**Stated goal**:
Copy every line of the material below word for word, leaving out the pictures.

(Coordinate annotation records)
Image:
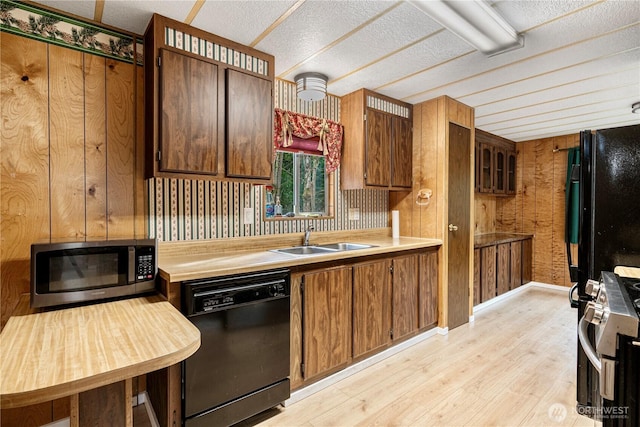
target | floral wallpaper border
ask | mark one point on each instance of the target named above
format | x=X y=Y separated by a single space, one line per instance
x=44 y=25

**Answer**:
Image:
target | floral wallpaper border
ask | mark one point on each instance of the target named above
format | x=X y=Y separated by a single space, one line per instance
x=44 y=25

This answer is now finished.